* THE TASKS *
- A) In the Emil Amos excerpt, what is the title of his 14th record as Holy Sons?
- B) From the Emil Amos excerpt, return everything from "It’s the artist’s" down to "to cult status.".
- C) Resume the Emil Amos excerpt after its final sentence.

-- BEGIN PAGE EXCERPT --

That idea comes up again and again when I’m talking with Emil Amos, who’s just released his 14th record as Holy Sons, In the Garden. It’s a gorgeous but heady melange of spacey psych and dusty country, wrapped in the faux four-track indie rock gauze of famed recording engineer John Agnello’s perfect ears.
But like Amos’ other projects—the experimental doom of OM, the post-rock of Grails, and the instrumental hip-hop/psych of Lilacs & Champagne—you sit with these songs long enough and genres fall by the wayside. Once the pithy labels fade away a much more meaningful exchange starts to happen between Amos and the listener.
It’s the artist’s total immersion in his sounds, the dedication to distill a song to its true essence, that’s been guiding him through 50-plus records over his career. And it’s only our patterns of consumption, our inability to separate ourselves from the cultural systems that dictate how we absorb and understand new music, which still delegates an artist of Amos’ prolific hustle to cult status.

-- END PAGE EXCERPT --
-- BEGIN DATA LINES --

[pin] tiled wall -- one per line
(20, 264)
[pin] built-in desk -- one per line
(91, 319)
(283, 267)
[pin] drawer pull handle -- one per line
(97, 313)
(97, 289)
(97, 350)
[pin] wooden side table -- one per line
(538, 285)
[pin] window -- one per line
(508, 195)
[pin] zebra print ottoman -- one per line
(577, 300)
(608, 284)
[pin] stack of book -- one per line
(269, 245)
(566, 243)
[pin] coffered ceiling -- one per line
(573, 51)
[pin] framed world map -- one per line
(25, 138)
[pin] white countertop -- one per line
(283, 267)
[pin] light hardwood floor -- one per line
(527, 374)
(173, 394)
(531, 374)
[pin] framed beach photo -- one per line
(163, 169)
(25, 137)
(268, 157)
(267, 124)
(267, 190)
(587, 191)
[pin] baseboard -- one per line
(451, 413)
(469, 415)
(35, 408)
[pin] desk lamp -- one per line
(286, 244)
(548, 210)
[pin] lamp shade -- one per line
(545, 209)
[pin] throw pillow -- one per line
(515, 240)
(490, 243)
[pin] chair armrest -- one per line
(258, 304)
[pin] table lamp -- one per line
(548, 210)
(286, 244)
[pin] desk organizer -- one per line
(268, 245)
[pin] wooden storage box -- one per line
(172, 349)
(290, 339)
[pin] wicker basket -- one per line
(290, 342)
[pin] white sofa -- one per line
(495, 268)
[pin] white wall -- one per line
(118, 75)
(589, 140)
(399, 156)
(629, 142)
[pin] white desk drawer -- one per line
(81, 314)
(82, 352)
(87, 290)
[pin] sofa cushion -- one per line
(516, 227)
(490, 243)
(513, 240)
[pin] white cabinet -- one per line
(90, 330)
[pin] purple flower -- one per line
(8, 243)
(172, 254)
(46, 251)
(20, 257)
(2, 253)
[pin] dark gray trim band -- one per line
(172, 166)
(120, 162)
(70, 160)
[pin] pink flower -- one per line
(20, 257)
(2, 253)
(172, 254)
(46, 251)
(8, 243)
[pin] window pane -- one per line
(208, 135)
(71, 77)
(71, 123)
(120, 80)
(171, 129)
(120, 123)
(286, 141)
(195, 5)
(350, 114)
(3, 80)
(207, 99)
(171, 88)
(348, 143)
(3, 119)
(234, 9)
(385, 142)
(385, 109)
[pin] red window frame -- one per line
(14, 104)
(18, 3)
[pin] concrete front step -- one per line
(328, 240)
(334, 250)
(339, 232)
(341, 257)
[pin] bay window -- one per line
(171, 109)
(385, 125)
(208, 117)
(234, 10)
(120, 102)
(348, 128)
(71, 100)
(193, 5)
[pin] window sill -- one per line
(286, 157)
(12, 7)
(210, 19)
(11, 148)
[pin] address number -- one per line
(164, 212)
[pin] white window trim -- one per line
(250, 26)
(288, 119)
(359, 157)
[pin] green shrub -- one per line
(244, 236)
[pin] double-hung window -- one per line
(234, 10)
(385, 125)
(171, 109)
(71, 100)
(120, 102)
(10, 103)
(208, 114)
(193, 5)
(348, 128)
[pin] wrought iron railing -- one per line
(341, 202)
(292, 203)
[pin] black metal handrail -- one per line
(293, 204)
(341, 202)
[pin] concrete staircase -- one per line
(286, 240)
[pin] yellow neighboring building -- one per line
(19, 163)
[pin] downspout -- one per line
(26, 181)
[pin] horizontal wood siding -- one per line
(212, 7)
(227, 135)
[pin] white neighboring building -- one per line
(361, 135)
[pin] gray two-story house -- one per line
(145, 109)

-- END DATA LINES --

* ANSWERS PROVIDED *
- A) In the Garden

- B)
It’s the artist’s total immersion in his sounds, the dedication to distill a song to its true essence, that’s been guiding him through 50-plus records over his career. And it’s only our patterns of consumption, our inability to separate ourselves from the cultural systems that dictate how we absorb and understand new music, which still delegates an artist of Amos’ prolific hustle to cult status.

- C)
“That whole idea of returning to a simpler time when things were right and good, the whole American myth, is a product. It’s interesting to think that there wasn’t ever a golden era.”
I caught up with Amos over the phone recently while he was on a break from rehearsing with OM in Albuquerque, N.M., the week after his Holy Sons backing band moved out to California. Though he was in the throws of transition, Amos’ fluid shift between projects was nothing new for him, and this natural ability to multitask underscored his complete dedication to the creative process.
Our chat fast became a fascinating look into the patterns of cultural consumption, the existential dread of audience apathy, and the idea that our warm and fuzzy sense of sonic nostalgia might, in fact, be bullshit.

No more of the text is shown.